▸ VORLIEGENDER TEXTAUSZUG:
------------------------------------------------------------

Der Film der Woche

Birdman – oder die unverhoffte Macht der Ahnungslosigkeit

29.01.2015

Riggan Thomson (Michael Keaton) erhofft sich durch seine Inszenierung eines ambitionierten neuen Theaterstücks am Broadway, neben anderen Dingen, vor allem eine Wiederbelebung seiner dahin siechenden Karriere. Zwar handelt es sich um ein ausgesprochen tollkühnes Unterfangen – doch der frühere Kino-Superheld hegt größte Hoffnungen, dass dieses kreative Wagnis ihn als Künstler legitimiert und jedermann, auch ihm selbst, beweist, dass er kein abgehalfterter Hollywood-Star ist. 

Doch während die Premiere des Stücks unaufhaltsam näher rückt, wird Riggans Hauptdarsteller durch einen verrückten Unfall bei den Proben verletzt und muss schnell ersetzt werden. Auf den Vorschlag von Hauptdarstellerin Lesley (Naomi Watts) und auf das Drängen seines besten Freundes und Produzenten Jake (Zach Galifianakis) hin engagiert Riggan widerwillig Mike Shiner (Edward Norton) – ein unberechenbarer Typ, aber eine Garantie für viele Ticketverkäufe und begeisterte Kritiken. Bei der Vorbereitung auf sein Bühnendebüt muss er sich nicht nur mit seiner Freundin, Co-Star Laura (Andrea Riseborough), und seiner frisch aus der Entzugsklinik kommenden Tochter und Assistentin Sam (Emma Stone) auseinandersetzen, sondern auch mit seiner Ex-Gattin Sylvia (Amy Ryan), die gelegentlich vorbeischaut, um die Dinge in ihrem Sinn zu richten.

Kritik

Wer immer sich auch nur annähernd für das Medium Kino interessiert, sollte BIRDMAN zum Pflichtprogramm seines nächsten Kinobesuchs machen. Selten war ein Film so intelligent auf so vielen Ebenen.

Beginnen wir mit der technischen Umsetzung: BIRDMAN wirkt, als wäre der gesamte Film aus einer einzigen Kamerafahrt entstanden. Kein sichtbarer Schnitt stört die fortlaufende Handlung. Ein Filmkenner erkennt natürlich die (wenigen) Momente, in denen „getrickst“ wurde, doch das tut nichts zur Sache. Technisch betrachtet zählt der Film zum Besten, was seit vielen Jahren auf der Leinwand zu sehen war.

Doch auch inhaltlich weiß BIRDMAN zu überzeugen. Obwohl Michael Keaton in Interviews bislang immer das Gegenteil behauptet, sind hier deutliche Parallelen zu seinem Leben erkennbar. Auch Keaton war einst in der Rolle eines Superhelden zu sehen und als er sich weigerte, ein drittes Mal das Batman-Cape anzuziehen, versank er ein wenig in der Versenkung. Sicherlich war er hier und dort immer mal wieder zu sehen, auf die große Hauptrolle musste er jedoch weiter warten. Gleiches ist der Hauptfigur Riggan Thompson widerfahren. Nur die Namen sind geändert. Das verleiht BIRDMAN eine unglaubliche Doppeldeutigkeit, die weit über eine normale Komödie hinausgeht.

------------------------------------------------------------

▸ AUFGABENSTELLUNG:
1. Wen engagiert Riggan im Text über den Film Birdman als Ersatz für seinen verletzten Hauptdarsteller?
2. Schreiben Sie aus dem Text über den Film Birdman den Abschnitt von „Der Film der“ bis „abgehalfterter Hollywood-Star ist.“ wortgetreu ab.
3. Führen Sie den Text über den Film Birdman im Anschluss an seinen letzten Satz weiter.
Das Material hat hierfür keine Bedeutung.

▸ VORGEGEBENE DATEN:

------------------------------------------------------------

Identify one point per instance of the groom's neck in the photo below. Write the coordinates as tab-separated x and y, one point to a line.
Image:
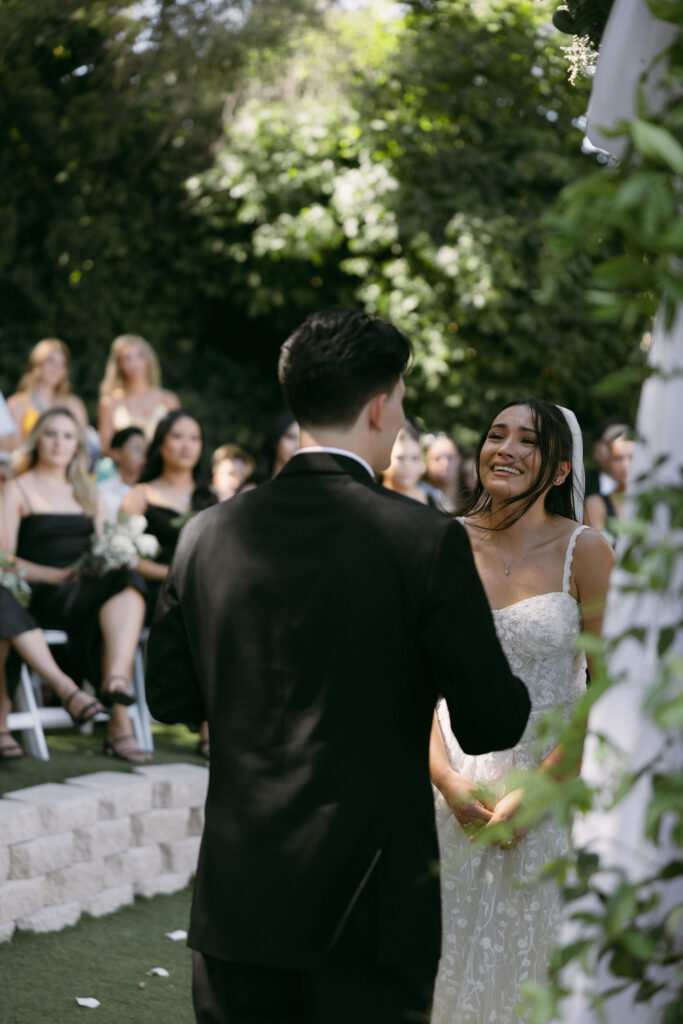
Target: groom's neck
350	439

------------------------------------------------------------

▸ LÖSUNGEN:
1. Riggan engagiert Mike Shiner, der von Edward Norton gespielt wird.

2.
Der Film der Woche

Birdman – oder die unverhoffte Macht der Ahnungslosigkeit

29.01.2015

Riggan Thomson (Michael Keaton) erhofft sich durch seine Inszenierung eines ambitionierten neuen Theaterstücks am Broadway, neben anderen Dingen, vor allem eine Wiederbelebung seiner dahin siechenden Karriere. Zwar handelt es sich um ein ausgesprochen tollkühnes Unterfangen – doch der frühere Kino-Superheld hegt größte Hoffnungen, dass dieses kreative Wagnis ihn als Künstler legitimiert und jedermann, auch ihm selbst, beweist, dass er kein abgehalfterter Hollywood-Star ist.

3.
Zu guter Letzt gibt es gerade für uns Filmkritiker eine entscheidende Szene, in der Keatons Figur auf eine Theaterkritikerin trifft, die ihm ohne Skrupel erzählt, dass sie sein Stück verreissen wird, ohne es überhaupt ansehen zu wollen. Daraufhin verfällt Keaton in eine Hassrede und faselt davon, dass hier viele Menschen für ihren Traum einstehen und es schlichtweg nicht verdient haben, zu Unrecht verpönt zu werden.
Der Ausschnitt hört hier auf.